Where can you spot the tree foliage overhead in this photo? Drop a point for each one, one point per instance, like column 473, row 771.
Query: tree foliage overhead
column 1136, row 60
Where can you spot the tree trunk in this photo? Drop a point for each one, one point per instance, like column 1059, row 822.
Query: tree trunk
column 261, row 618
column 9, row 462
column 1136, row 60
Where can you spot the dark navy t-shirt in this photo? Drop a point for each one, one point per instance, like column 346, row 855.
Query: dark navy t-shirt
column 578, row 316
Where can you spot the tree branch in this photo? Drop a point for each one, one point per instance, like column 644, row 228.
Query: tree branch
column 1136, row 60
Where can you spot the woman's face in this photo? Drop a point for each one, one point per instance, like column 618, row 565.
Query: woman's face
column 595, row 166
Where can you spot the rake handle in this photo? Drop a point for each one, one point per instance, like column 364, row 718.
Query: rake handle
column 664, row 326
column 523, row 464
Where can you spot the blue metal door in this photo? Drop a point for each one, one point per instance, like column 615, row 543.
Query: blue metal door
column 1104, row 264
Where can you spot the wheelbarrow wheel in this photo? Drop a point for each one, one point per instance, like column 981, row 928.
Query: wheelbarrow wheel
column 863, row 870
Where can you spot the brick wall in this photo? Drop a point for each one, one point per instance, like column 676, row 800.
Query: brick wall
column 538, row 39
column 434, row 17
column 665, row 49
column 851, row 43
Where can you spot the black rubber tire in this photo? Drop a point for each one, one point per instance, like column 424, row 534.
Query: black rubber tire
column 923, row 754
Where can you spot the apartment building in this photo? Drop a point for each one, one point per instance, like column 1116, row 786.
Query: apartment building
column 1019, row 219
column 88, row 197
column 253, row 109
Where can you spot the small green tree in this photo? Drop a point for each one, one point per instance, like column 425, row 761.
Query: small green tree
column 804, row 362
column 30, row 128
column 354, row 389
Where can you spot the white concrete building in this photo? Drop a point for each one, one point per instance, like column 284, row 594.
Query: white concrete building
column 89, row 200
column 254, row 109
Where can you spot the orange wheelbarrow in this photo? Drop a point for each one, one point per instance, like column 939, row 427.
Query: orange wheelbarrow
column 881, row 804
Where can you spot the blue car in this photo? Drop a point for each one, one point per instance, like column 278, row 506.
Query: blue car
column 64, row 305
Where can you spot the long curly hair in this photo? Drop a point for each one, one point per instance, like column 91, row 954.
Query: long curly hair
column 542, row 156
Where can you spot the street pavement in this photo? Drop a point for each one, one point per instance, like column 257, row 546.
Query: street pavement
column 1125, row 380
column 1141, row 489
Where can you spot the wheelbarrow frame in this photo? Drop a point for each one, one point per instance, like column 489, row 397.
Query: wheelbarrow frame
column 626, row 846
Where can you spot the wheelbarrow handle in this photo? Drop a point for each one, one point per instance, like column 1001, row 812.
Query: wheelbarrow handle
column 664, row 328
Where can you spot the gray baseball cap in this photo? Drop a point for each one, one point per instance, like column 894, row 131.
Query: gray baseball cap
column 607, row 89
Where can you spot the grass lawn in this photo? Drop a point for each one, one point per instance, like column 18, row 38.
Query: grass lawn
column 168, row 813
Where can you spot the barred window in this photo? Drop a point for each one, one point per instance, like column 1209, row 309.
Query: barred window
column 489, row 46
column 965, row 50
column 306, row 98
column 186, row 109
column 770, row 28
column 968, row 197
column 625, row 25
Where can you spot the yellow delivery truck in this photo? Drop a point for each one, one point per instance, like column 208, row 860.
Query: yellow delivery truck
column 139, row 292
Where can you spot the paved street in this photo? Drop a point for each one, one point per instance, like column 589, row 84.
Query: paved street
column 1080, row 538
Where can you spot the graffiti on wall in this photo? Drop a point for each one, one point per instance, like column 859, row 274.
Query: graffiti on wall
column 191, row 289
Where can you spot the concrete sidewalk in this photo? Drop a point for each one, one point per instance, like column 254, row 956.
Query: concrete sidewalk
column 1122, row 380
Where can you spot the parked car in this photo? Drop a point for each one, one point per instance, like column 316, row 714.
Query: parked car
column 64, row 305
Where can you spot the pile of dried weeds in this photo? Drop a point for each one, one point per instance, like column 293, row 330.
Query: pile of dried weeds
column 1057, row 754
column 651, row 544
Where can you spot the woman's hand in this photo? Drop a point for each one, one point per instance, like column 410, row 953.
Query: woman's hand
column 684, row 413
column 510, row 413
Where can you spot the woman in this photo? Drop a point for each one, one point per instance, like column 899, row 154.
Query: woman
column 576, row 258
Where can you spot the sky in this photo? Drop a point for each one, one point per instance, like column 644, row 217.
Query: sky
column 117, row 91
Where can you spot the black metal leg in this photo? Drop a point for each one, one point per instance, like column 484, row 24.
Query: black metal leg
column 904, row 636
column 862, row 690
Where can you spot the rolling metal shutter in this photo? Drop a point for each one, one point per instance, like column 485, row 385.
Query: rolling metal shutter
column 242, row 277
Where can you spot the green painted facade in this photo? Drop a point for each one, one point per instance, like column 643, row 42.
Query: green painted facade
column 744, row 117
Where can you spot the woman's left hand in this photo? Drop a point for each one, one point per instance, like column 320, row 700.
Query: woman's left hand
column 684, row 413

== == ==

Work to do
Rewrite all of the rows above as a Markdown table with two columns, "Number" for the row's position and "Line" for its text, skipping any blank lines.

Problem solution
| Number | Line |
|---|---|
| 1 | Where can you spot the tree foliage overhead in this photo? Drop a point for each one, one point per instance, like column 473, row 771. |
| 2 | Query: tree foliage overhead |
| 3 | column 1136, row 60 |
| 4 | Where can you spot the tree trunk in this photo? Drop a point for each one, one point per instance, like column 1059, row 822. |
| 5 | Query: tree trunk |
| 6 | column 261, row 618 |
| 7 | column 9, row 462 |
| 8 | column 1136, row 60 |
| 9 | Where can you spot the dark navy t-shirt in this photo? Drop a point for each one, one point per instance, like column 346, row 855. |
| 10 | Query: dark navy t-shirt |
| 11 | column 578, row 316 |
| 12 | Where can you spot the tree branch in this photo? Drop a point for each one, one point per instance, like column 644, row 228. |
| 13 | Query: tree branch |
| 14 | column 1136, row 60 |
| 15 | Where can you spot the woman's face in this photo? Drop a point for each one, one point per instance, like column 618, row 565. |
| 16 | Query: woman's face |
| 17 | column 595, row 166 |
| 18 | Where can you spot the rake handle in this photo? Drop a point for each one, one point per instance, like column 364, row 718. |
| 19 | Query: rake handle |
| 20 | column 664, row 326 |
| 21 | column 523, row 464 |
| 22 | Where can you spot the blue metal door in this photo? Drop a point for each one, one point per instance, like column 615, row 543. |
| 23 | Query: blue metal door |
| 24 | column 1104, row 264 |
| 25 | Where can you spot the wheelbarrow wheel in this photo? Drop a point for each one, one point per instance, like column 981, row 928. |
| 26 | Query: wheelbarrow wheel |
| 27 | column 863, row 870 |
| 28 | Where can you spot the brick wall in this photo? Drop a point for each one, one point per instance, like column 676, row 800. |
| 29 | Query: brick wall |
| 30 | column 538, row 39 |
| 31 | column 434, row 17 |
| 32 | column 665, row 49 |
| 33 | column 851, row 43 |
| 34 | Where can you spot the black rubber tire in this photo? Drop a point for each one, one point per instance, like column 424, row 534. |
| 35 | Query: black rubber tire |
| 36 | column 923, row 754 |
| 37 | Where can you spot the apartment building in this photo? Drop a point for each one, one point per instance, like column 1116, row 786. |
| 38 | Query: apartment building |
| 39 | column 1019, row 219 |
| 40 | column 88, row 197 |
| 41 | column 253, row 109 |
| 42 | Where can you spot the small green tree in this photo? Drop a point for each one, one point per instance, like column 425, row 761. |
| 43 | Query: small green tree |
| 44 | column 804, row 362 |
| 45 | column 30, row 128 |
| 46 | column 354, row 389 |
| 47 | Where can you spot the white concrete building in this photo? Drop a point for each one, one point per instance, like column 284, row 594. |
| 48 | Query: white concrete building |
| 49 | column 89, row 200 |
| 50 | column 254, row 109 |
| 51 | Where can you spot the orange wheelbarrow in this photo? Drop a point for each one, one point per instance, like column 939, row 427. |
| 52 | Query: orange wheelbarrow |
| 53 | column 881, row 804 |
| 54 | Where can you spot the blue car in this photo? Drop a point for each one, one point per instance, like column 278, row 506. |
| 55 | Query: blue car |
| 56 | column 64, row 305 |
| 57 | Where can you spot the long curly hair in this photo? Drop a point for each one, one point per instance, like column 91, row 954. |
| 58 | Query: long curly hair |
| 59 | column 542, row 156 |
| 60 | Where can you spot the street pavement in this photo? Drop a point for each one, one point per instance, like column 257, row 546. |
| 61 | Query: street pavement |
| 62 | column 1125, row 380 |
| 63 | column 1141, row 489 |
| 64 | Where can you spot the wheelbarrow frame in this photo? Drop a point for each one, one point per instance, like column 489, row 397. |
| 65 | Query: wheelbarrow frame |
| 66 | column 626, row 846 |
| 67 | Where can you spot the wheelbarrow handle in this photo? Drop a point for each one, one point per instance, like column 1001, row 812. |
| 68 | Query: wheelbarrow handle |
| 69 | column 664, row 328 |
| 70 | Where can you spot the gray baseball cap in this photo? Drop a point for each one, one point per instance, like column 894, row 131. |
| 71 | Query: gray baseball cap |
| 72 | column 607, row 89 |
| 73 | Where can you spot the grass lawn in this photo? Drop a point for each one, one point per instance, like column 18, row 38. |
| 74 | Query: grass lawn |
| 75 | column 168, row 813 |
| 76 | Where can you spot the barred window in this photo? Drop a point for each one, one point per instance, like column 1209, row 309. |
| 77 | Query: barred window |
| 78 | column 489, row 46 |
| 79 | column 965, row 50 |
| 80 | column 306, row 98 |
| 81 | column 186, row 109 |
| 82 | column 770, row 28 |
| 83 | column 968, row 197 |
| 84 | column 625, row 25 |
| 85 | Where can you spot the yellow delivery truck in this photo? Drop a point for each one, one point per instance, like column 208, row 860. |
| 86 | Query: yellow delivery truck |
| 87 | column 139, row 292 |
| 88 | Where can you spot the paved street in this photo? Drop a point for each one, one point per instance, like column 589, row 84. |
| 89 | Query: paved street |
| 90 | column 1080, row 538 |
| 91 | Where can you spot the graffiti on wall in this photo? Drop a point for each one, one point per instance, like column 859, row 274. |
| 92 | Query: graffiti on wall |
| 93 | column 191, row 289 |
| 94 | Where can you spot the concrete sidewalk in this photo? Drop a point for each one, one point per instance, like column 254, row 956. |
| 95 | Query: concrete sidewalk |
| 96 | column 1122, row 380 |
| 97 | Where can you spot the parked car in this photo? Drop a point for each one, one point per instance, like column 316, row 714. |
| 98 | Query: parked car |
| 99 | column 64, row 305 |
| 100 | Where can you spot the pile of dried weeds in this photo? Drop a point for each one, one point per instance, like column 293, row 330. |
| 101 | Query: pile of dried weeds |
| 102 | column 1057, row 754 |
| 103 | column 651, row 544 |
| 104 | Where can you spot the woman's hand in this photo? Drop a point for each one, one point per instance, like column 410, row 953. |
| 105 | Query: woman's hand |
| 106 | column 684, row 413 |
| 107 | column 510, row 413 |
| 108 | Where can you spot the woman in this photo? Drop a point for each one, one point per instance, like column 899, row 154. |
| 109 | Query: woman |
| 110 | column 576, row 258 |
| 111 | Where can you spot the sky in this photo? Drop a point for each one, one point per instance, like column 644, row 217. |
| 112 | Query: sky |
| 113 | column 117, row 91 |
| 114 | Where can you spot the black metal leg in this photo? Drop a point for each one, one point per instance, like column 484, row 24. |
| 115 | Query: black metal leg |
| 116 | column 904, row 636 |
| 117 | column 862, row 690 |
| 118 | Where can you spot the rolling metal shutter in this photo? Drop a point for each one, one point per instance, like column 485, row 385. |
| 119 | Query: rolling metal shutter |
| 120 | column 242, row 277 |
| 121 | Where can you spot the green painted facade in this photo? Drop a point for each one, one point per instance, like column 643, row 42. |
| 122 | Query: green painted facade |
| 123 | column 744, row 117 |
| 124 | Where can you spot the woman's left hand in this photo? Drop a point for each one, one point per instance, like column 320, row 700. |
| 125 | Query: woman's left hand |
| 126 | column 684, row 413 |